**Okuma parçası:**
-- -- --

Peki neden kokular bu kadar önemli? Koku; birisi yanımızdan geçerken istemsizce algılasak da partnerimizle yakınlaştığımız anlarda kasti bir biçimde deneyimlesek de hızlı biçimde fark ettiğimiz ve insanlar hakkında pek çok ipucu taşıyan bir olgu. Dolgun dudaklar ya da parlak gözlere sahip olmak gibi partnerimizde çekici bulduğumuz belirli kısımların aksine, koku bir bütün olarak algılanıyor. Böylelikle o insana ilişkin bütün bir fikir oluşmasına neden oluyor. Vücut kokuları; bir kişinin beslenme alışkanlıkları, genel fiziksel sağlığı ya da potansiyel bir eşle genetik uyumluluğu gibi çeşitli bilgiler sağlıyor. Ayrıca kişinin kokusunun o anki duygusal durumundan ya da dışa dönüklük, nevrotiklik gibi kişilik özelliklerinden dahi etkilendiğine dair çalışmalar mevcut. Sosyal anlamda arkadaş canlısı olmak ya da olmamak gibi özellikler de yüksek oranda kokularla ilişkileniyor. Bütünsel bir yaklaşımla, kokumuzun sosyal ilişkilerimize rehberlik edecek pek çok kimyasal sinyal gönderebileceği düşünülüyor.

-- -- --

**Gösterilen bilgiler:**
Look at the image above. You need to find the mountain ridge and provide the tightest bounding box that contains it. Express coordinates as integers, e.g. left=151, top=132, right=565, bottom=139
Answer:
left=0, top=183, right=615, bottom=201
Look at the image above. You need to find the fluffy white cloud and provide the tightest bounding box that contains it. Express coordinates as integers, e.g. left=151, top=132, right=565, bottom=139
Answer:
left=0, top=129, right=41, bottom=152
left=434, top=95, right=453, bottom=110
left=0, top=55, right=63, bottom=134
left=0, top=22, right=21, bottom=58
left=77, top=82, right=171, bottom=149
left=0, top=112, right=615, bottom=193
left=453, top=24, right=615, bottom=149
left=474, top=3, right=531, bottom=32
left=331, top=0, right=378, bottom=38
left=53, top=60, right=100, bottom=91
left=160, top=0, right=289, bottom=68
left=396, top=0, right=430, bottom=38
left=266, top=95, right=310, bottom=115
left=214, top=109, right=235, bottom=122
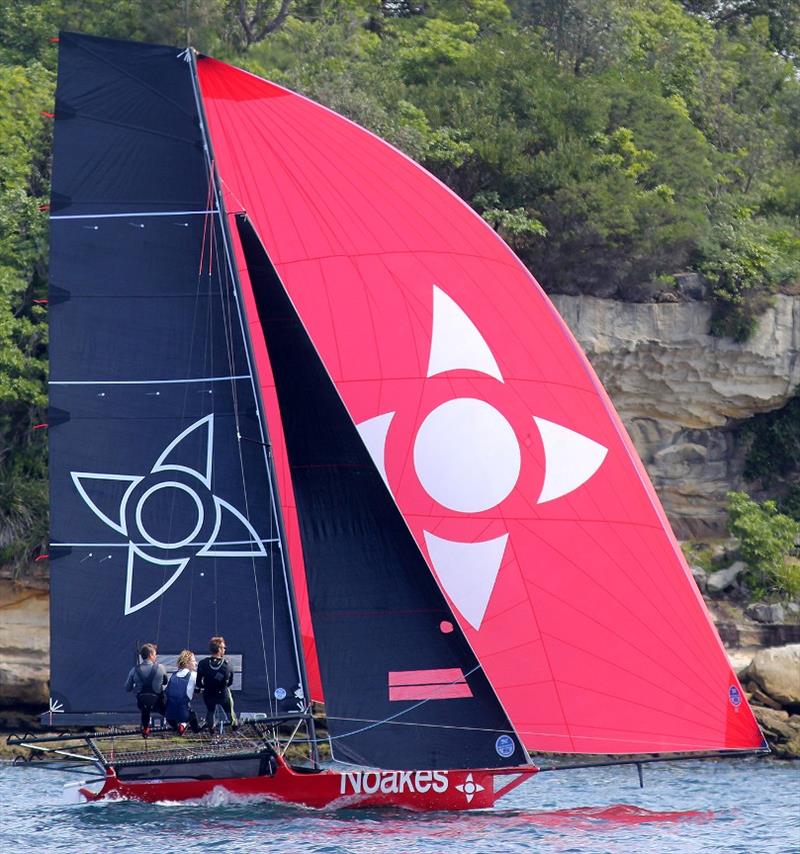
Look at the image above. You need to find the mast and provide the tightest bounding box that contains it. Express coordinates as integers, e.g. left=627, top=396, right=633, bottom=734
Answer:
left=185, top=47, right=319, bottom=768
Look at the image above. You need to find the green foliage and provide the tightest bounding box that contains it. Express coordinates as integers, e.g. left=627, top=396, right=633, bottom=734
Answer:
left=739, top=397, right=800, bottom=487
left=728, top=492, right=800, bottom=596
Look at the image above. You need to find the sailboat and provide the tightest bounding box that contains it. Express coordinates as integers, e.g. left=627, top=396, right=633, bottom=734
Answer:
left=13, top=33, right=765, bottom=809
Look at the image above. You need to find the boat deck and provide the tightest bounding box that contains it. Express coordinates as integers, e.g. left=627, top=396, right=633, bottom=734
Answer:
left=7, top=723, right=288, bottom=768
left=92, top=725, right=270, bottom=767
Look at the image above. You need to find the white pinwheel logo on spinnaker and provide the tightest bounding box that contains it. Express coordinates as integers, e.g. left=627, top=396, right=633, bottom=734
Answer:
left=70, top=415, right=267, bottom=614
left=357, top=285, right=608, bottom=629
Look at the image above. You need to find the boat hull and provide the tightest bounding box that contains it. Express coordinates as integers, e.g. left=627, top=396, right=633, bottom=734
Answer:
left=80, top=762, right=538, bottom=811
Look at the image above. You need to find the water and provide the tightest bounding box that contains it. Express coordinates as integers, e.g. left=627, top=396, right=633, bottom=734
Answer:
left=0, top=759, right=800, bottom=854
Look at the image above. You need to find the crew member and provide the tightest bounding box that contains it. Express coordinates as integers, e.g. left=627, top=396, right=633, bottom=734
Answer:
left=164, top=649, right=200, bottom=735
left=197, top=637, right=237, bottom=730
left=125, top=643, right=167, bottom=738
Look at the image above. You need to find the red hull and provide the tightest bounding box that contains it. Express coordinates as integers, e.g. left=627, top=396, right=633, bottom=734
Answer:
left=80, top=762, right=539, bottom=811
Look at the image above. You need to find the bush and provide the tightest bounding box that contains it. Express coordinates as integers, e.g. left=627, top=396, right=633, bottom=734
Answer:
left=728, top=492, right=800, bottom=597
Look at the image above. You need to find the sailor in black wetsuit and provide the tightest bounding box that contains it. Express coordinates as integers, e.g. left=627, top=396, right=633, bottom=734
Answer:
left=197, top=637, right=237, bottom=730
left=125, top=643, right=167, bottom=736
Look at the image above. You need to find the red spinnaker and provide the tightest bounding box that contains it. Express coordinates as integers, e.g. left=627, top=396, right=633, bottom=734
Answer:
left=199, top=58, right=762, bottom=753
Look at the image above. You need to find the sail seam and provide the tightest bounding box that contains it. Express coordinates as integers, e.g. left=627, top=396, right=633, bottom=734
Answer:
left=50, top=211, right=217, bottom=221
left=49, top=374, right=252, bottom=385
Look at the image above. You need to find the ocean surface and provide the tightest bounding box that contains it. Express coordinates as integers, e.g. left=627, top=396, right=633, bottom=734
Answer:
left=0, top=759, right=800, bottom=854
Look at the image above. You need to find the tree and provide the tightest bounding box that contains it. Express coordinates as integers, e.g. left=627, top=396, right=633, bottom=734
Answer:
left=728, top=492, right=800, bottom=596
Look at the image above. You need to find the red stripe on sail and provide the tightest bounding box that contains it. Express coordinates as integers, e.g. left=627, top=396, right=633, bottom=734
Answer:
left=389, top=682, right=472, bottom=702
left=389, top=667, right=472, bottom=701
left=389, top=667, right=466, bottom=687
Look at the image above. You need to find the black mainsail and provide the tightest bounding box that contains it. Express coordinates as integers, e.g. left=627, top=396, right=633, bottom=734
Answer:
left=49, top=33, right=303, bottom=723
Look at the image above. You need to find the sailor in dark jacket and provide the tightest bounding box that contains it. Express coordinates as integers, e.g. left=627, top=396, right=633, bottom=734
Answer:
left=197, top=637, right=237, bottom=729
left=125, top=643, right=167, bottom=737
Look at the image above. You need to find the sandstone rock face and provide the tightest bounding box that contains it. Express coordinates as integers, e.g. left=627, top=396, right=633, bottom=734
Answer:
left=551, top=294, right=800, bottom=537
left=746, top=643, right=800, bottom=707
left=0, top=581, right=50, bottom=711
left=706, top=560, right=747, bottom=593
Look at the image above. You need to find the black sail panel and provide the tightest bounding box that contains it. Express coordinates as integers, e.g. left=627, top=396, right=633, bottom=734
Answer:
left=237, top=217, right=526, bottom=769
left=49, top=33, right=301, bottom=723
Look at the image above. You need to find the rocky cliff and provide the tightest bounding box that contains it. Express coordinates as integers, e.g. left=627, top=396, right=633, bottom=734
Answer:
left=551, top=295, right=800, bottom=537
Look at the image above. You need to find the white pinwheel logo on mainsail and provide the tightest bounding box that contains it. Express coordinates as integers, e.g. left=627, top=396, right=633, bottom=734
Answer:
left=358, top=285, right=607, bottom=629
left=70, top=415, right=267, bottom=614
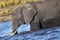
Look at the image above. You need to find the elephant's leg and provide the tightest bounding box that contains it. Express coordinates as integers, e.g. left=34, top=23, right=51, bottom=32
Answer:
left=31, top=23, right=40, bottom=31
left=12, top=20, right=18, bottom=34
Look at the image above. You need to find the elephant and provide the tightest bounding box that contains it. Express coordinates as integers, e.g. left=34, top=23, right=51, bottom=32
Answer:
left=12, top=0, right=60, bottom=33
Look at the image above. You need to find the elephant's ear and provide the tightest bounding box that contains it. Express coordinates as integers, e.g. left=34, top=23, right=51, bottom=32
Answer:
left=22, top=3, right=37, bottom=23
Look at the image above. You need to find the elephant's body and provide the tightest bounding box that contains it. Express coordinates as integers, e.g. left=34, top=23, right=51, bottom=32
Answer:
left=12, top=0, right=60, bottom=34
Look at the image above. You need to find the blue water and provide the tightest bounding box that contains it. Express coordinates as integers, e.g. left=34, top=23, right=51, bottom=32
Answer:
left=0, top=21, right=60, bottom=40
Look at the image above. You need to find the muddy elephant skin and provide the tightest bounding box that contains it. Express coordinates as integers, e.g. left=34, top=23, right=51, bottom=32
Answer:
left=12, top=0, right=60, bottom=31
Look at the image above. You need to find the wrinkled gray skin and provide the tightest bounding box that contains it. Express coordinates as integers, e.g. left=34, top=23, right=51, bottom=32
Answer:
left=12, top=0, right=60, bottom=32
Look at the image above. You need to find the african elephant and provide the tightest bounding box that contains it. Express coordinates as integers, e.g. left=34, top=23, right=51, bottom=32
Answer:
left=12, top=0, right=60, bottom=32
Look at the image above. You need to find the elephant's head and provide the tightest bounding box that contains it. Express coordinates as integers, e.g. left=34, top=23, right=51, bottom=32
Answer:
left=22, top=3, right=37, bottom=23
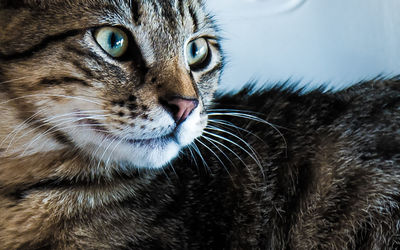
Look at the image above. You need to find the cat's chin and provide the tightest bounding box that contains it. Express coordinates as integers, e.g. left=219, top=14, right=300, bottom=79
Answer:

-- -- --

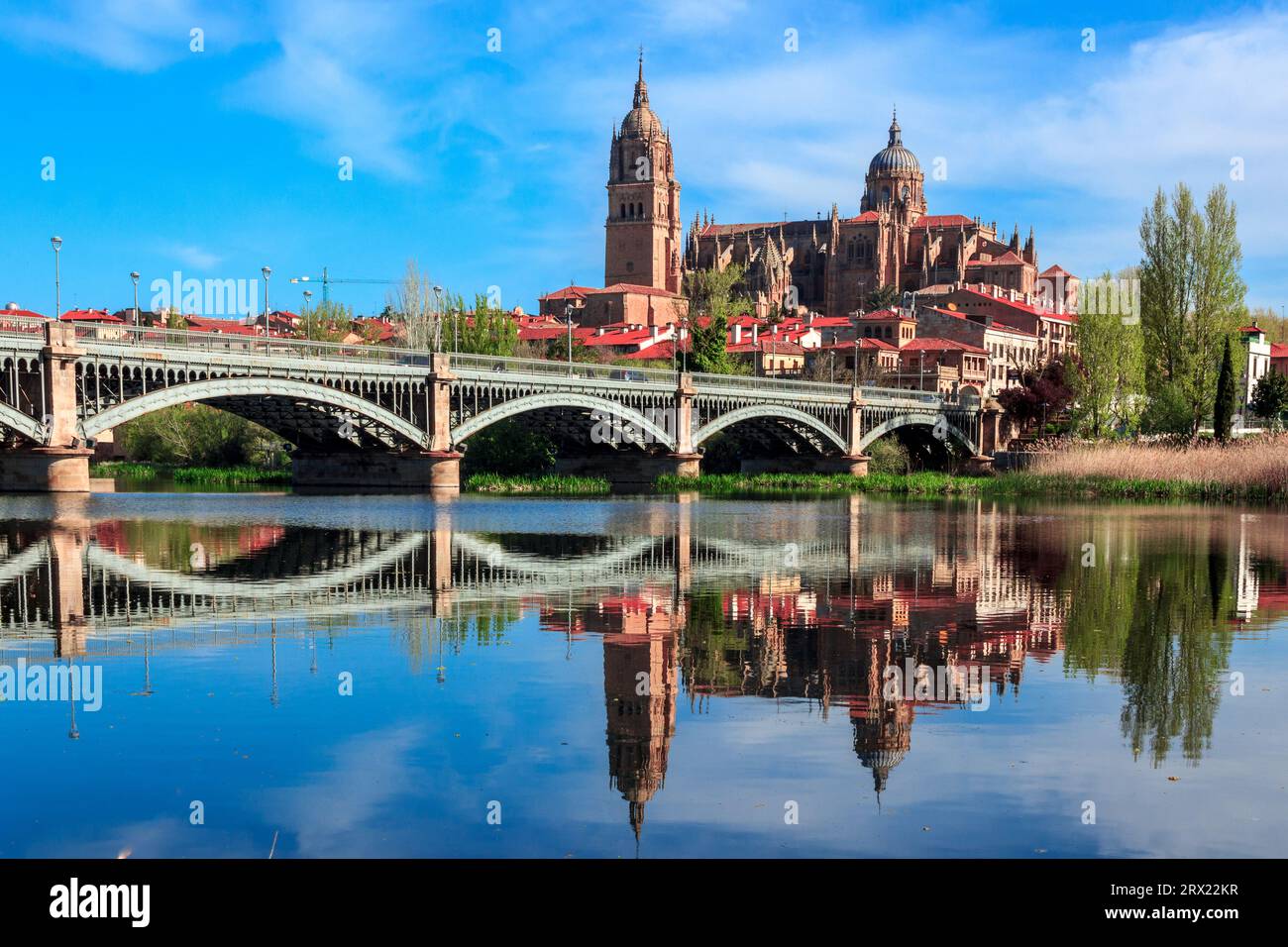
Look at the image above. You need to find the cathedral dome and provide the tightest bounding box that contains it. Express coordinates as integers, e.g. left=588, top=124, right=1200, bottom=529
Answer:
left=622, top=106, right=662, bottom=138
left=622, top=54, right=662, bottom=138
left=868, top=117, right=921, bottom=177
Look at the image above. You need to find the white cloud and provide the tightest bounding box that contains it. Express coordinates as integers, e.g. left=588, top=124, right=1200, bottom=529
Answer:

-- -- --

**Görevleriniz:**
a. Kokular üzerine okuma parçasına göre koku, partnerde çekici bulunan dolgun dudaklar ya da parlak gözler gibi belirli kısımlardan farklı olarak nasıl algılanıyor?
b. Kokular üzerine okuma parçasını son cümlesinden sonra sürdürün.

**Alıştırma sonuçları:**
a. Bir bütün olarak algılanıyor.

b.
İnsanları neden çekici bulduğumuzu anlamak üzere heteroseksüel kadınlarla bir çalışma yapılıyor ve bir erkeğin kokusunun; görünüşü, sesi ya da sahip olduğu sosyal statü gibi öne çıkan özelliklerden çok daha önemli olduğu görülüyor. Benzer biçimde başka bir çalışmada, romantik ilişkide bulunulan partnerin kokusunun diğer kişilere göre çok daha çekici bulunduğu ifade ediliyor ve bu ilişkilerdeki çatışma düzeyinin daha düşük olduğu görülüyor. Partnerinin kokusunu çekici bulmayan katılımcıların ise ilişkilerinde çatışmanın daha yüksek olduğu görülüyor. Vücudun doğal kokularının yanı sıra, çekici olduğu düşünülen parfümler kullanılarak da benzer çalışmalar yapılıyor. Bu parfümleri kullanan katılımcılar hem çekicilik hem de sosyal anlamda arzu edilen niteliklere sahip olma açısından parfüm kullanmayanlara göre yüksek oylar alıyorlar.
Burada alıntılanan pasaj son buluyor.